● **Selected excerpt**
--- start ---

How to waste less and save more

A staggering amount of food is wasted each year. Food that could be eaten or used, instead ends up in landfill sites all across the world. There needs to be a collective effort to reduce this food wastage, if not for the environment, for our own pockets. These simple hacks can help you start your no-waste journey or add to what you already do!

How to use potato peelings

Whether it’s peeling potatoes to make mash or some roasties, there are plenty of ways to use up these peelings that would otherwise end up in the bin. My favourite tip is to use your leftover potato peels to make some crisps. This is so simple, I saw this tip on Instagram a while ago and couldn’t believe I had never done it before. All you need to do is stick your peelings on a baking tray with a drizzle of olive oil and seasoning, and wait till they are crisp.

How to use old bread

First and foremost, to prolong the shelf life of my bread I generally store it in the freezer and take it out when needed. If you are someone that eats a sandwich on the regular then this might not be needed but as someone that likes bread but doesn’t always eat it in time this works great for me.  If you don’t freeze it, store your bread in a cool and dry place and make sure it is always properly recovered after use. What if you haven’t done this and your bread has started to go stale? Do you just throw it away? Absolutely not! I have seen a lot of tricks for stale bread, whether that’s just dribbling a bit of water on and heating it to freshen it up, making a bread and butter pudding or making breadcrumbs. They are all great. Is it bad to eat this stale bread though? Has it gone ‘bad’? For bread I never really pay attention to the date on the packet, I simple go by my senses and ask myself these questions- does is smell okay and does it look okay? If yes then I eat. I often see people give leftover bread to the birds and ducks but this isn’t really good for them. They can eat it but it isn’t good for them, and mouldy bread is very bad for them. So, try and keep bread for humans and use it all up before the mould appears.

How to use all or almost all of a vegetable

It quite often occurs that when chopping our veg, half of the veg goes in the bin. I have been guilty of this many times, chopping ends off of veg deeming them bad bits. We all do it don’t we. So, what can we do to stop wasting all this veg. There are many fancy ways to use up otherwise wasted food, but often this can be time consuming. Here are some simple ways to use up your veg.

--- end ---

● **Listed records**
--- start ---

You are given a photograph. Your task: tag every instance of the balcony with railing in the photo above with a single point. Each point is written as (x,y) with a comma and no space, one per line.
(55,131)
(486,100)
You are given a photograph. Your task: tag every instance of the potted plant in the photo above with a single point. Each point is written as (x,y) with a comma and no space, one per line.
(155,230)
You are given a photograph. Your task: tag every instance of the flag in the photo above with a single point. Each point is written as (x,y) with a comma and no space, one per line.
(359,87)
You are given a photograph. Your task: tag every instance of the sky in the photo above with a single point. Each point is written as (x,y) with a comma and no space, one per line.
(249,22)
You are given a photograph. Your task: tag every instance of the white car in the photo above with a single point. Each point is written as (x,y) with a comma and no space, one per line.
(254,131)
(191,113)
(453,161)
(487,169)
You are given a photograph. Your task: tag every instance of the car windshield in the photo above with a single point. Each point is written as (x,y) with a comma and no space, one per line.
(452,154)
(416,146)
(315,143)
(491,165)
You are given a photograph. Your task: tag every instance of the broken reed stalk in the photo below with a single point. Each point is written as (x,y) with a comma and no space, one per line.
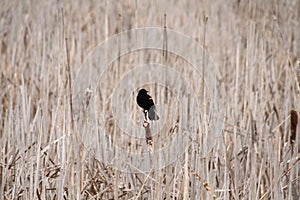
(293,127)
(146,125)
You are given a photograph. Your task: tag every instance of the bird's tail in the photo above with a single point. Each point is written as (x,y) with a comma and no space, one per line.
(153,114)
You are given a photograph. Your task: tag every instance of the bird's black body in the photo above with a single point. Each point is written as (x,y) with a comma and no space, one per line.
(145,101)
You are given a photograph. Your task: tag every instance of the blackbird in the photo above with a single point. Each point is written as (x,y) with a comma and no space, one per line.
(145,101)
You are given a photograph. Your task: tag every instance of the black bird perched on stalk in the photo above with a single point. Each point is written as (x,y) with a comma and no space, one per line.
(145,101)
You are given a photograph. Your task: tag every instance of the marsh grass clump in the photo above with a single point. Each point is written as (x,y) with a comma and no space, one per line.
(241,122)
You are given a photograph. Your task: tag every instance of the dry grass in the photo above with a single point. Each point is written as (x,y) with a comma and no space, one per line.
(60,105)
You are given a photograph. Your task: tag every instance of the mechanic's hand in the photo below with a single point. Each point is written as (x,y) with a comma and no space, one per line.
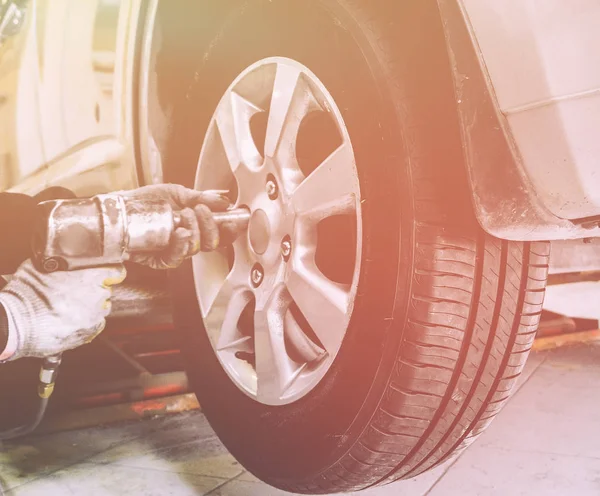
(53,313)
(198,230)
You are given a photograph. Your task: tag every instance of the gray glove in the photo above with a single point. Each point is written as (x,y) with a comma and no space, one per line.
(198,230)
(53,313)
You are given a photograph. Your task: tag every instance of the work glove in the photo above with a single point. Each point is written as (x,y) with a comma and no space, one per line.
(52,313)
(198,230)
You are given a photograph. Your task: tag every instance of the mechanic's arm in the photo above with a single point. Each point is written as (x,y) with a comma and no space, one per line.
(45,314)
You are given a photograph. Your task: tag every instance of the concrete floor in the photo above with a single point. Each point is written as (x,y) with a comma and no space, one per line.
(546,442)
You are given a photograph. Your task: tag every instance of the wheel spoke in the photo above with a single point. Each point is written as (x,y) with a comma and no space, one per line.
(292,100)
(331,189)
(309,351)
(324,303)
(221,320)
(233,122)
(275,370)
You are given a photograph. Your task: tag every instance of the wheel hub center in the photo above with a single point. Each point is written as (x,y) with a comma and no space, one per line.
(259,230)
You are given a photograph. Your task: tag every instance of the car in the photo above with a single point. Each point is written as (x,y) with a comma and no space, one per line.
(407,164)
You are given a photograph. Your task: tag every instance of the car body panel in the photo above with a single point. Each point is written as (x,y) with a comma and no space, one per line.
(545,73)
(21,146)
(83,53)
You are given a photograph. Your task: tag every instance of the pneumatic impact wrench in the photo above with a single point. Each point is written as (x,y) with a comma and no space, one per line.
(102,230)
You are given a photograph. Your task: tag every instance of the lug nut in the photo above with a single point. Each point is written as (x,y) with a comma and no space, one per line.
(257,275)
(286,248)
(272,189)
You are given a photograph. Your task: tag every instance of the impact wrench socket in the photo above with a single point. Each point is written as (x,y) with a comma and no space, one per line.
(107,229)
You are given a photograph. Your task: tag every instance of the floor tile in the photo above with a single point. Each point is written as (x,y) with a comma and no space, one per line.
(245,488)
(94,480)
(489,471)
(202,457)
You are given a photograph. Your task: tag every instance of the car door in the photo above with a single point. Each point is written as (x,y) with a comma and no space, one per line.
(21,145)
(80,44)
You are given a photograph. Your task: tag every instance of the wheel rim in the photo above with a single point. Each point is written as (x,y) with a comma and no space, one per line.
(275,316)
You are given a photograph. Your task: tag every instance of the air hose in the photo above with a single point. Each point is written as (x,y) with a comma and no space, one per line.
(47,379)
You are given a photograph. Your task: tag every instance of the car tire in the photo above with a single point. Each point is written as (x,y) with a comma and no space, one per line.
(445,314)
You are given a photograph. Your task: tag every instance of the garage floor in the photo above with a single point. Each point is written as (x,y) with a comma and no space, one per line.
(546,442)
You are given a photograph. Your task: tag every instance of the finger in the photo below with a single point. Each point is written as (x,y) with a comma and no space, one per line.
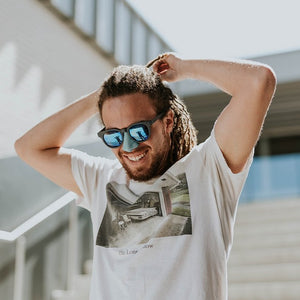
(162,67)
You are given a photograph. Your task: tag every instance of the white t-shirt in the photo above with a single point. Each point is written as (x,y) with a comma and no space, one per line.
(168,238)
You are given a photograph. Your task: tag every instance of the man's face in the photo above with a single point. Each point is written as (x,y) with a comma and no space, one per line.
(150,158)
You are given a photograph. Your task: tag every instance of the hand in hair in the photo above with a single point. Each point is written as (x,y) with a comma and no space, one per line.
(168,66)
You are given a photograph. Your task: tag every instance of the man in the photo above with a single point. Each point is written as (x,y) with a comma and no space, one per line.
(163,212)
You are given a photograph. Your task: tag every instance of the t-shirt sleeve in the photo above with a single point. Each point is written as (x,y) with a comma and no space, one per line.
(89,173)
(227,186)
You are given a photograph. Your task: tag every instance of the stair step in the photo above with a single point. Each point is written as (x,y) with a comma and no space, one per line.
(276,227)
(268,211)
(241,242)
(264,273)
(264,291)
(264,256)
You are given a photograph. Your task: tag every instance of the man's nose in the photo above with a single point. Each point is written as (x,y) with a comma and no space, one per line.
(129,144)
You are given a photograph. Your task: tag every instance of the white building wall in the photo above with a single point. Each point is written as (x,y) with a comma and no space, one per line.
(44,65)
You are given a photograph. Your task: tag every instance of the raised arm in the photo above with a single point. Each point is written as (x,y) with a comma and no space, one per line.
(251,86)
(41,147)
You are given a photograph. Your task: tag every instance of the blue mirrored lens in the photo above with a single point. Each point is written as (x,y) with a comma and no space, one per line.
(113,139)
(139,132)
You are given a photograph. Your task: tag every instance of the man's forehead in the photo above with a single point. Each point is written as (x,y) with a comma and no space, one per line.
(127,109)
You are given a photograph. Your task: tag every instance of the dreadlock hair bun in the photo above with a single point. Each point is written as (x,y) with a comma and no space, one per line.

--- end ---

● **Task goal**
Resume the article on reducing food waste from its last sentence, carrying on with simple ways to use up vegetables. The data plays no part in what follows.

● **Task response**
  • Leeks- A great tip is to finely chop the odds and ends of a leek and bake until crisp. These make great toppers for any meals really, a nice egg brunch, a warming soup or can be even be used to spice up a salad.
  • Cauliflower-  Slice the stalk, which often gets tossed, and make cauliflower steaks. Alternatively, you can great them to make cauliflower rice.
  • Any veg leftovers- can be added to water, garlic and herbs and left to simmer for an hour to create a wholesome stock.
  • Celery- Add celery leaves to soups.

Using fruits

With fruit, the problem is less about throwing most of it away, and more about eating it before it goes off. So how can we stop this? Well for one do not buy stuff that we aren’t going to eat in the first place. If this does happen though, we can make things still when fruit is past its prime. This is not to say you should eat fruit with mould growing from it, but rather using blackened bananas and other fruits that maybe bruised or not look too appetising anymore. Here are ways you can use up such fruits:

  • Banana bread- there are so many recipes online to make this lockdown staple.
  • Banana brownies- Yummy brownies using banana, coco powder, peanut butter. The recipe for which can be found here
  • Smoothies- you can add any fruit to a smoothie and its great!
  • Banana pancakes- so easy mash a banana and add two beaten eggs and you have yourself a pancake mixture.
  • Fruit pie- there are so many pie recipes: apple, blackberry the list goes on.
  • Crumbles- apple, blackberry they are all delicious.
  • You can even buy frozen and defrost when you need it!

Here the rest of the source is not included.